• [Exercise requirements] Find the word "dark" in the listing below. Copy every line that has it.

──────── Exercise input

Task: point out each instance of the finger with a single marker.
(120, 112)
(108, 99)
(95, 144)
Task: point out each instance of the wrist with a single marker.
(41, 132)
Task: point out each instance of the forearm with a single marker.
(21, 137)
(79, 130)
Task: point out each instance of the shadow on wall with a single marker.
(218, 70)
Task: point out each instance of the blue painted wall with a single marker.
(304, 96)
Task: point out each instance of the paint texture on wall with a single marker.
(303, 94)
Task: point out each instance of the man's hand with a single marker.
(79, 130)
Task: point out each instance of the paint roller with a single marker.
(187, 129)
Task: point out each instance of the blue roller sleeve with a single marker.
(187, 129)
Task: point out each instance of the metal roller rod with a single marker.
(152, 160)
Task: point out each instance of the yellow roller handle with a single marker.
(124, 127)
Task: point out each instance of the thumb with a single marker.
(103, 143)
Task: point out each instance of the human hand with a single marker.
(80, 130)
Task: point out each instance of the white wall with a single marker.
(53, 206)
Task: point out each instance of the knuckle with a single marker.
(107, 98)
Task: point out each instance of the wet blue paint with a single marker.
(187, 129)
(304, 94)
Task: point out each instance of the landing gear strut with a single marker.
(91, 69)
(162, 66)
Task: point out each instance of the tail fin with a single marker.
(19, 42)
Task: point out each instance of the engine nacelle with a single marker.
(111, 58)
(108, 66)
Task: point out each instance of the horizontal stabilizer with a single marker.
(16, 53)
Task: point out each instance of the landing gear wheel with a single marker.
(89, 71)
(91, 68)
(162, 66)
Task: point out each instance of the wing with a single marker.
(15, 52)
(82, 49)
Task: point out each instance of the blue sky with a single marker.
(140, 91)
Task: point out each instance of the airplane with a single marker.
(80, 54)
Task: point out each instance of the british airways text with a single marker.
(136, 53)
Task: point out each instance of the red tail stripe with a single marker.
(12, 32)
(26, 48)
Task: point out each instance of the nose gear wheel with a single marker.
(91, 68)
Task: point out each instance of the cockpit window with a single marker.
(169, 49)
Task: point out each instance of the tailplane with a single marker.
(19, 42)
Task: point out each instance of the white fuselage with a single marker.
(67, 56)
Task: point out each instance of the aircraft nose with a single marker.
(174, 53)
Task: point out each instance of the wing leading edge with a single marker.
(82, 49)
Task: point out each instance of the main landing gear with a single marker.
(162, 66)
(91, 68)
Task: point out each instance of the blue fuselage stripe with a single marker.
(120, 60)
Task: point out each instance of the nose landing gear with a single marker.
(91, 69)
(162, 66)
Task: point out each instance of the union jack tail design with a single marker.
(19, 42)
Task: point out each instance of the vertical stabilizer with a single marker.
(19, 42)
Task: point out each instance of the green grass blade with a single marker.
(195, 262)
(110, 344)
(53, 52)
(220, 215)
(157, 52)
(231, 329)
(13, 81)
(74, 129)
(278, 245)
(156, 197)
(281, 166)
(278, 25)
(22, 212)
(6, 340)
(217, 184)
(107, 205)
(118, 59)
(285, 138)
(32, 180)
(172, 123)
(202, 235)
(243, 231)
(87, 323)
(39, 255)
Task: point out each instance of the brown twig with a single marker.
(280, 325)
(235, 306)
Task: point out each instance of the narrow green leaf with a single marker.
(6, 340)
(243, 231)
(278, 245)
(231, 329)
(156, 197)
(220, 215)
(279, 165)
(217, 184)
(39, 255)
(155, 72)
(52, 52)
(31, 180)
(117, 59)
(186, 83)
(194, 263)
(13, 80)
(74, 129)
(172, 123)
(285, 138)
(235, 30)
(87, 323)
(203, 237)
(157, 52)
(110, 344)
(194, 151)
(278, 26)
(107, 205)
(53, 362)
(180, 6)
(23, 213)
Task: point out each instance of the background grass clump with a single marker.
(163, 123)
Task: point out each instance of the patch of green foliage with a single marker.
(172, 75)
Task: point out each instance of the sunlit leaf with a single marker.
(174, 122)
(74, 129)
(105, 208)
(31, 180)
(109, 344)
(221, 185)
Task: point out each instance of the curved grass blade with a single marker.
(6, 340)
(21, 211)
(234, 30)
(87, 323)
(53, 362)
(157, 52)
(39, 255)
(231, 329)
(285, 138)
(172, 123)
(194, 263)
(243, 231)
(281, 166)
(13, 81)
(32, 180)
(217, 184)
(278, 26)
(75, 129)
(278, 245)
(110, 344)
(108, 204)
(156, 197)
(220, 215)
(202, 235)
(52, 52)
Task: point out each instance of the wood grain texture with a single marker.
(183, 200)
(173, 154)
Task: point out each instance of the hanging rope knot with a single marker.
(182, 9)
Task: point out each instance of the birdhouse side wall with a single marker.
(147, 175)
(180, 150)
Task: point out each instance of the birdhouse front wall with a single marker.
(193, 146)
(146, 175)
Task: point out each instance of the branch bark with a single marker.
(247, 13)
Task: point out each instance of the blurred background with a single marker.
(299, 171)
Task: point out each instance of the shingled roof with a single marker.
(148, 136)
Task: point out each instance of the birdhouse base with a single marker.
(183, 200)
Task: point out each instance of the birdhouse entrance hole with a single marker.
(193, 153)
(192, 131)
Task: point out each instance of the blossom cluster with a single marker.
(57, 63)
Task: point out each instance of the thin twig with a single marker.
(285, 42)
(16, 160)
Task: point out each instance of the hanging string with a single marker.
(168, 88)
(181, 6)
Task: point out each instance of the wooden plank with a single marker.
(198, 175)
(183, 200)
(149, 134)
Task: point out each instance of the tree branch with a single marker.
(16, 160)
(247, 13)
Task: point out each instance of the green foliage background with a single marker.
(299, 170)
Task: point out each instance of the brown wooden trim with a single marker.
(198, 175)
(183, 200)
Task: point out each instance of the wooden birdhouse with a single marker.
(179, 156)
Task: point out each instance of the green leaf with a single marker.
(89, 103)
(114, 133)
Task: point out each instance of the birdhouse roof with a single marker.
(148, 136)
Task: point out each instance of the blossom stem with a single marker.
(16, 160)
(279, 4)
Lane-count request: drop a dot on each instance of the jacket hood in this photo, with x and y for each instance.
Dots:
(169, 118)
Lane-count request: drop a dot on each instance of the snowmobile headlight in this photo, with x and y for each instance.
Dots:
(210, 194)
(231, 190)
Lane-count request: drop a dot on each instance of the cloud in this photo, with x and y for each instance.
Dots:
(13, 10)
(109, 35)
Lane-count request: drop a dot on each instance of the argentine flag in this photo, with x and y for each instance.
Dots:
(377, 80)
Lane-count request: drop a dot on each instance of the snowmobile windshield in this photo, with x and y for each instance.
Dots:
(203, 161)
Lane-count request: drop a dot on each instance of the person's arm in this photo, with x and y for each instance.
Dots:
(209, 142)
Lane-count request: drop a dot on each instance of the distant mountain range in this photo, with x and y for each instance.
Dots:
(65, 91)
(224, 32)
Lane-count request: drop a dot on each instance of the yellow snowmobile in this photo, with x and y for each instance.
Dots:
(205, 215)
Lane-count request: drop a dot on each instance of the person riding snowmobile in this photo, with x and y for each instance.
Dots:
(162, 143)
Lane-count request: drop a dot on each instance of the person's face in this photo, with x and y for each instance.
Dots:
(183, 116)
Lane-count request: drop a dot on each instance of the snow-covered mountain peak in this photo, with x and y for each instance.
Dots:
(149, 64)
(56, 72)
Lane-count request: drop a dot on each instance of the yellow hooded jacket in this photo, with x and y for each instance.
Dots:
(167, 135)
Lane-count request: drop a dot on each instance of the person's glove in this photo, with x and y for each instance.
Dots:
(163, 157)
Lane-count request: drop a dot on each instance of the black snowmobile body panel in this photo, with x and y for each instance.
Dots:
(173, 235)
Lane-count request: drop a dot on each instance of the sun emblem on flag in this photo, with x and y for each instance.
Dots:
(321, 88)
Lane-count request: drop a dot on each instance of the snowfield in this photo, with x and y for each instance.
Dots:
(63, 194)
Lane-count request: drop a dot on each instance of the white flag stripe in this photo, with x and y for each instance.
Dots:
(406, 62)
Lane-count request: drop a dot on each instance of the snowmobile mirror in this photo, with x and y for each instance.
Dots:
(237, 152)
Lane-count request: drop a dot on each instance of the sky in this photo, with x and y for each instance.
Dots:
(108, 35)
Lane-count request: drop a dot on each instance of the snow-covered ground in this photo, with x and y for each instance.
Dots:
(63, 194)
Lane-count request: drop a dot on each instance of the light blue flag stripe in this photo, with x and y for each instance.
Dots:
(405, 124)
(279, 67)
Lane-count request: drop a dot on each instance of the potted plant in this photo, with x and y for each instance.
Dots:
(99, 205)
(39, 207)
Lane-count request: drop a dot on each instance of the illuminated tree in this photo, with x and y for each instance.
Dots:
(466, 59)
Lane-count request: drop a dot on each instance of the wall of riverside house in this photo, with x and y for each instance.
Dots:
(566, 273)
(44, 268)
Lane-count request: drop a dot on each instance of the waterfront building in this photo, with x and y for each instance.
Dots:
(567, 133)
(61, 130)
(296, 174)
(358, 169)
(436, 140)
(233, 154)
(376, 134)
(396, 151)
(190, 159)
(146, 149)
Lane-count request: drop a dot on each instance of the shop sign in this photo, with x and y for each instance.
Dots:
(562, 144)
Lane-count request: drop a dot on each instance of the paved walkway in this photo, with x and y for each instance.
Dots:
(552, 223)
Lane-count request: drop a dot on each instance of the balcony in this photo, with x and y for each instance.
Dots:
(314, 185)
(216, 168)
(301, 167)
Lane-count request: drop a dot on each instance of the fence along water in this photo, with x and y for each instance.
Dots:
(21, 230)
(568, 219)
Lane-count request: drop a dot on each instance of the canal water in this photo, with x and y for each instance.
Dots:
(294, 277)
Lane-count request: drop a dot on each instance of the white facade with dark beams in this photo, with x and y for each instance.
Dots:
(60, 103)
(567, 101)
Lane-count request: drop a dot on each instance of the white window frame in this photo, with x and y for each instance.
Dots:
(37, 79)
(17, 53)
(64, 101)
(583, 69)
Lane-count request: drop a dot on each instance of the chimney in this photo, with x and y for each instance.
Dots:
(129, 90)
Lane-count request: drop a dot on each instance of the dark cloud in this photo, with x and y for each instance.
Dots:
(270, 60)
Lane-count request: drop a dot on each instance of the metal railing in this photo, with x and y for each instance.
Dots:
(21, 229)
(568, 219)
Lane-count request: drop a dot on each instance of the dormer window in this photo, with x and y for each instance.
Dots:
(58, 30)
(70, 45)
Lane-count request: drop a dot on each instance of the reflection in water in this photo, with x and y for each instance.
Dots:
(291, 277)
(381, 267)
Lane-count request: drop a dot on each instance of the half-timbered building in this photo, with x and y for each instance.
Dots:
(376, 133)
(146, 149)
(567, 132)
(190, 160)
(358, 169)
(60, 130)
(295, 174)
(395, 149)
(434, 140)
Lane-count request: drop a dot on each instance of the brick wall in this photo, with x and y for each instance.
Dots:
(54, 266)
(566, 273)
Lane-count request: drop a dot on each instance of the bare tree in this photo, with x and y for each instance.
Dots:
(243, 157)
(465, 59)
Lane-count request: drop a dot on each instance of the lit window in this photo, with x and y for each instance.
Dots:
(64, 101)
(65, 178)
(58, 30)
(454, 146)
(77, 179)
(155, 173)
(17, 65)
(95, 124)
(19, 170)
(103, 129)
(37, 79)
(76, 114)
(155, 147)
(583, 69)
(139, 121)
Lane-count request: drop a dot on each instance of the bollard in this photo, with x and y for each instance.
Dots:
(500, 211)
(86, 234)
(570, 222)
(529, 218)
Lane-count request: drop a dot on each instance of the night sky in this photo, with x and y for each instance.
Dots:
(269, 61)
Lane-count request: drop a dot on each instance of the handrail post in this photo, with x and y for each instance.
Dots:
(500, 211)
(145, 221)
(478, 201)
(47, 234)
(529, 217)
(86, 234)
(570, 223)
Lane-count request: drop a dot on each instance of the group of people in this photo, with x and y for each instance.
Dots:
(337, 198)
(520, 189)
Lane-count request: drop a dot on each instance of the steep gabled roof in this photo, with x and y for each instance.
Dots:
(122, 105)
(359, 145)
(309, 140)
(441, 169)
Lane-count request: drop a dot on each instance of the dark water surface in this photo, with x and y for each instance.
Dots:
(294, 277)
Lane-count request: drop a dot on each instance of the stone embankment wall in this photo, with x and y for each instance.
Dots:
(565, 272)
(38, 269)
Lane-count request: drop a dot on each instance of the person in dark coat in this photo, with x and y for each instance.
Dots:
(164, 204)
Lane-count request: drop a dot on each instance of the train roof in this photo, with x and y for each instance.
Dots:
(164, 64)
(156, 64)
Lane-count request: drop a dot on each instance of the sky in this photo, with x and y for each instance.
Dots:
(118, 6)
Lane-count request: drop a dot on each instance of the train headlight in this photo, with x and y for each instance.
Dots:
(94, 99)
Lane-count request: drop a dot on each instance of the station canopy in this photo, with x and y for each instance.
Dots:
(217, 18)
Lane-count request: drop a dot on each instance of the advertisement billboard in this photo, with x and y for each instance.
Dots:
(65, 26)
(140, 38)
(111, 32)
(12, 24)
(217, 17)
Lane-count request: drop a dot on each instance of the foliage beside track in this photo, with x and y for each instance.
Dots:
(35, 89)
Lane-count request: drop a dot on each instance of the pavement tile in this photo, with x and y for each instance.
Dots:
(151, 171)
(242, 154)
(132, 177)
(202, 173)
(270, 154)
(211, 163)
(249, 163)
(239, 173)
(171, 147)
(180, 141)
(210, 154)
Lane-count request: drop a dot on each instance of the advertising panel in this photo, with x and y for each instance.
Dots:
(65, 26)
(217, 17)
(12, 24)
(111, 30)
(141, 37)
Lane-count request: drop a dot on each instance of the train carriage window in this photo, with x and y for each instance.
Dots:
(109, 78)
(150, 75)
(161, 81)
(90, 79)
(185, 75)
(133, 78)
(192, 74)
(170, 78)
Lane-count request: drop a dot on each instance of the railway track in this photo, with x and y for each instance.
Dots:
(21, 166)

────────────────

• [Solution for this problem]
Lane-count request: drop a dot on each instance of the white facade with dark beams in this photo, with x and y for each instance.
Lane-count request: drop a dot on each instance of the dark cloud in this photo, with x and y for each instance.
Lane-count request: drop a dot on each instance of the dark water surface in this photo, with x and y for each instance.
Lane-count request: drop a dot on each instance of the person in dark coat in this photo, with x and y for each instance.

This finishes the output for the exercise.